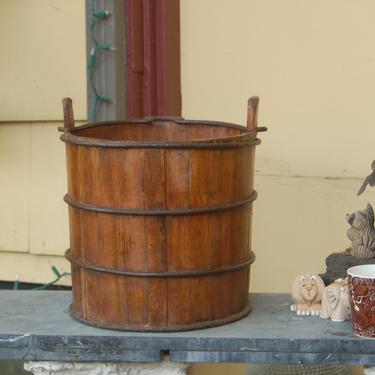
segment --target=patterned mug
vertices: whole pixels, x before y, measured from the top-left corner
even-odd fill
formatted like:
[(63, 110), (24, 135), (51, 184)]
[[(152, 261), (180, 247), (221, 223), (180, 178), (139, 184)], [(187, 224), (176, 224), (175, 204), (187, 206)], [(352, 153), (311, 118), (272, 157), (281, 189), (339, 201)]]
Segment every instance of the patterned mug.
[(353, 333), (375, 338), (375, 264), (351, 267), (347, 273)]

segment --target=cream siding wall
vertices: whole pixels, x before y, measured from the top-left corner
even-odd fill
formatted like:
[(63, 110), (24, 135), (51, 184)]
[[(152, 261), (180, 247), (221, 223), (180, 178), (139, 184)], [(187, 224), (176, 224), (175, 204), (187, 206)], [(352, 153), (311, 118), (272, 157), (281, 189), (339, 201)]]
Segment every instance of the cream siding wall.
[(257, 169), (361, 177), (373, 159), (372, 0), (188, 0), (182, 5), (186, 117), (243, 123), (261, 97)]
[(1, 0), (0, 121), (61, 120), (61, 98), (86, 117), (83, 0)]
[[(0, 280), (68, 271), (61, 99), (86, 113), (83, 0), (0, 2)], [(65, 279), (64, 283), (70, 283)]]
[(189, 0), (182, 5), (183, 115), (244, 123), (261, 98), (254, 291), (288, 291), (344, 250), (345, 215), (374, 159), (371, 0)]
[(0, 125), (0, 250), (28, 251), (28, 125)]

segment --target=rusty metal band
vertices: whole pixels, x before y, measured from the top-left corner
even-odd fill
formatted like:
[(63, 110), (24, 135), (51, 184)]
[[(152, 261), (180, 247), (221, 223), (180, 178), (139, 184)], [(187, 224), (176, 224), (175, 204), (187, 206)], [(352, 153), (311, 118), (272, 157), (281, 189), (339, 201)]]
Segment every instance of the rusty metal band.
[(183, 216), (183, 215), (200, 215), (210, 212), (229, 211), (239, 207), (245, 207), (255, 201), (257, 192), (254, 190), (252, 195), (238, 202), (222, 204), (219, 206), (203, 207), (203, 208), (184, 208), (172, 210), (141, 210), (141, 209), (123, 209), (117, 207), (99, 207), (88, 203), (79, 202), (68, 194), (64, 196), (64, 201), (72, 207), (85, 211), (99, 212), (102, 214), (112, 215), (130, 215), (130, 216)]
[(80, 268), (84, 268), (90, 271), (96, 272), (105, 272), (105, 273), (112, 273), (116, 275), (122, 276), (131, 276), (131, 277), (158, 277), (158, 278), (165, 278), (165, 277), (194, 277), (194, 276), (207, 276), (207, 275), (215, 275), (220, 273), (226, 273), (231, 271), (236, 271), (241, 268), (245, 268), (250, 264), (254, 263), (255, 261), (255, 254), (251, 251), (250, 257), (246, 259), (244, 262), (226, 266), (221, 268), (214, 268), (211, 270), (181, 270), (181, 271), (165, 271), (165, 272), (138, 272), (138, 271), (126, 271), (126, 270), (118, 270), (116, 268), (109, 268), (109, 267), (102, 267), (98, 266), (93, 263), (83, 262), (80, 259), (77, 259), (72, 256), (70, 249), (66, 250), (65, 258), (68, 259), (72, 264), (78, 266)]
[(64, 133), (60, 139), (65, 143), (104, 148), (164, 148), (164, 149), (230, 149), (252, 147), (261, 143), (259, 138), (237, 142), (125, 142), (99, 138), (79, 137), (70, 132)]

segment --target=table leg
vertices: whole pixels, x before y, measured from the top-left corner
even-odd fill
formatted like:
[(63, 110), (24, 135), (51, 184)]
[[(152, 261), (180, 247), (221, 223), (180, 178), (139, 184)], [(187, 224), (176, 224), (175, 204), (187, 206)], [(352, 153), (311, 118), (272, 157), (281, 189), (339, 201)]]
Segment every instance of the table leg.
[(363, 374), (364, 375), (375, 375), (375, 366), (364, 366)]
[(26, 362), (34, 375), (185, 375), (190, 365), (169, 362)]

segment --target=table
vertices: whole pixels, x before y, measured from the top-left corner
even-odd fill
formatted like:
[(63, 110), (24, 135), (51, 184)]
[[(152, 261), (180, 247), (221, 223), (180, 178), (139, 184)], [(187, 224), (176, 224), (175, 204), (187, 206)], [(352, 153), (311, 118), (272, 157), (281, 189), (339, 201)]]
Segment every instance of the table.
[[(375, 365), (375, 340), (354, 336), (351, 322), (297, 316), (289, 310), (288, 294), (251, 294), (250, 298), (253, 310), (238, 322), (188, 332), (140, 333), (73, 320), (68, 313), (70, 291), (3, 290), (0, 360), (29, 361), (29, 367), (43, 361), (53, 361), (45, 366), (65, 362), (74, 367), (59, 374), (93, 373), (85, 370), (92, 368), (92, 361), (96, 366), (98, 362), (117, 366), (118, 373), (121, 366), (138, 366), (139, 372), (145, 362), (150, 363), (148, 368), (158, 368), (159, 361), (165, 373), (183, 373), (189, 363), (199, 362)], [(162, 361), (165, 356), (168, 361)], [(160, 371), (159, 367), (155, 374)]]

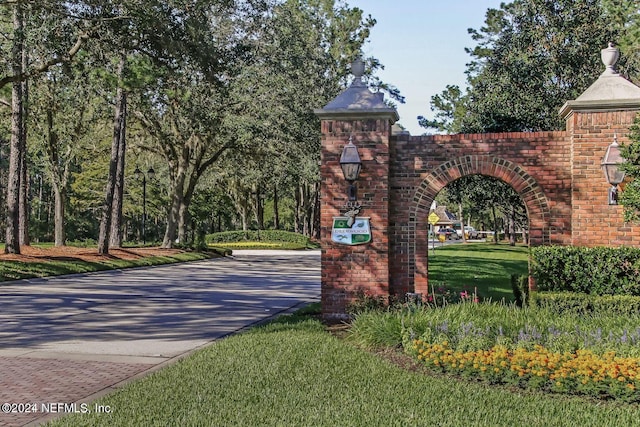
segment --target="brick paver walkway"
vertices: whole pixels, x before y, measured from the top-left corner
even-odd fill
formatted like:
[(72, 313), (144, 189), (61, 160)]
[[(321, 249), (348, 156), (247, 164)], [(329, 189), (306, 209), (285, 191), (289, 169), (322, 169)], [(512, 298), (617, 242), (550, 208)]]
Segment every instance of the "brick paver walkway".
[[(19, 410), (7, 414), (6, 405), (3, 406), (0, 426), (23, 426), (49, 415), (47, 411), (80, 411), (80, 404), (88, 403), (82, 399), (152, 366), (95, 360), (0, 357), (0, 405), (15, 404), (17, 407), (11, 409)], [(75, 407), (69, 405), (74, 402), (77, 403)], [(28, 406), (18, 406), (25, 404)], [(68, 406), (65, 408), (64, 404)], [(89, 407), (92, 408), (91, 405)]]

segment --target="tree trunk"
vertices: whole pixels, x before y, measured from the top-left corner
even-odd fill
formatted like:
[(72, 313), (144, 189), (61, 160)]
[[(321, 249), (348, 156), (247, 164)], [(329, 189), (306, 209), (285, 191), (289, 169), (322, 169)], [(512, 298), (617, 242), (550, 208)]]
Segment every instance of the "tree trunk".
[(496, 207), (491, 206), (491, 216), (493, 219), (493, 243), (498, 243), (498, 218), (496, 218)]
[(294, 209), (294, 215), (293, 215), (293, 230), (296, 233), (301, 233), (302, 232), (302, 218), (301, 218), (301, 211), (302, 208), (300, 207), (301, 205), (301, 199), (300, 199), (300, 187), (296, 187), (295, 191), (294, 191), (294, 198), (295, 198), (295, 202), (296, 202), (296, 207)]
[[(118, 75), (121, 76), (124, 70), (125, 58), (120, 59), (118, 64)], [(100, 220), (100, 234), (98, 236), (98, 253), (109, 253), (109, 234), (111, 231), (111, 215), (113, 212), (113, 195), (116, 186), (116, 173), (118, 170), (118, 153), (120, 151), (120, 132), (122, 129), (123, 110), (125, 107), (124, 89), (118, 87), (116, 91), (116, 106), (113, 123), (113, 142), (111, 143), (111, 159), (109, 161), (109, 177), (105, 190), (104, 205), (102, 206), (102, 218)]]
[(302, 218), (303, 229), (302, 234), (311, 236), (311, 203), (309, 200), (309, 184), (303, 184), (300, 187), (300, 198), (302, 199)]
[(66, 236), (64, 233), (64, 205), (66, 203), (66, 190), (53, 182), (53, 195), (55, 199), (54, 215), (54, 239), (56, 246), (64, 246)]
[(509, 215), (509, 246), (516, 245), (516, 211), (513, 206), (511, 206), (511, 212)]
[(113, 203), (111, 211), (111, 233), (109, 236), (109, 246), (112, 248), (122, 247), (122, 204), (124, 201), (124, 170), (125, 153), (127, 147), (127, 94), (122, 94), (122, 109), (120, 111), (120, 132), (118, 143), (118, 164), (116, 167), (115, 187), (113, 192)]
[(260, 187), (256, 189), (255, 192), (255, 216), (256, 216), (256, 224), (258, 226), (258, 230), (264, 230), (264, 203), (262, 202), (262, 192)]
[[(174, 195), (175, 199), (175, 195)], [(180, 207), (176, 201), (171, 202), (169, 212), (167, 212), (167, 227), (164, 230), (164, 238), (162, 239), (162, 247), (165, 249), (173, 248), (174, 241), (178, 236), (178, 211)]]
[[(28, 66), (27, 51), (22, 50), (22, 69)], [(29, 245), (29, 179), (27, 177), (27, 119), (29, 113), (29, 85), (22, 81), (22, 123), (20, 130), (20, 245)]]
[(240, 209), (240, 219), (242, 220), (242, 231), (249, 231), (249, 209), (246, 206)]
[(25, 120), (23, 116), (23, 131), (20, 132), (20, 194), (18, 195), (18, 216), (20, 219), (18, 238), (20, 245), (27, 246), (29, 245), (29, 179), (27, 176), (27, 140), (26, 135), (24, 134), (24, 132), (26, 132), (24, 122)]
[[(173, 194), (171, 200), (171, 206), (169, 212), (167, 212), (167, 227), (164, 232), (164, 239), (162, 241), (162, 247), (170, 249), (173, 247), (176, 238), (178, 238), (178, 225), (180, 222), (180, 209), (184, 203), (184, 181), (185, 171), (183, 169), (178, 170), (173, 182), (173, 189), (170, 194)], [(184, 218), (183, 218), (184, 219)], [(184, 232), (184, 227), (183, 227)], [(184, 236), (183, 236), (184, 238)]]
[[(12, 71), (22, 74), (22, 52), (24, 50), (24, 16), (21, 3), (13, 10)], [(7, 183), (7, 234), (5, 253), (20, 253), (20, 159), (22, 156), (21, 134), (23, 129), (22, 82), (11, 85), (11, 143), (9, 153), (9, 176)]]
[(460, 231), (462, 232), (462, 243), (467, 243), (467, 233), (464, 230), (464, 217), (462, 216), (462, 203), (458, 203), (458, 216), (460, 217)]
[(311, 214), (310, 237), (320, 239), (320, 183), (313, 184), (313, 212)]
[[(60, 171), (60, 157), (58, 150), (59, 141), (53, 125), (54, 106), (47, 109), (47, 152), (49, 163), (49, 175), (54, 198), (53, 236), (56, 246), (64, 246), (66, 236), (64, 234), (64, 207), (66, 203), (66, 179)], [(40, 200), (42, 200), (42, 177), (40, 177)], [(41, 203), (42, 204), (42, 203)], [(38, 219), (40, 210), (38, 209)]]
[(280, 210), (278, 207), (278, 186), (273, 186), (273, 228), (280, 230)]
[(189, 205), (184, 197), (180, 200), (178, 208), (178, 242), (187, 243), (187, 224), (189, 223)]

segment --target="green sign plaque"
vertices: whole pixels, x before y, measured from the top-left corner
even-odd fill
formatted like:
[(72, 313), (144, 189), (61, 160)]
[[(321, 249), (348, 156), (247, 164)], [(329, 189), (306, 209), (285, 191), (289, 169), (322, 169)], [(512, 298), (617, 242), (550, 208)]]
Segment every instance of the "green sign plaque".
####
*Task item*. If a line in the listing holds the word "plaque", list that line.

*Exercise output*.
segment --target="green sign plaque"
Segment every instance of the "green sign plaque".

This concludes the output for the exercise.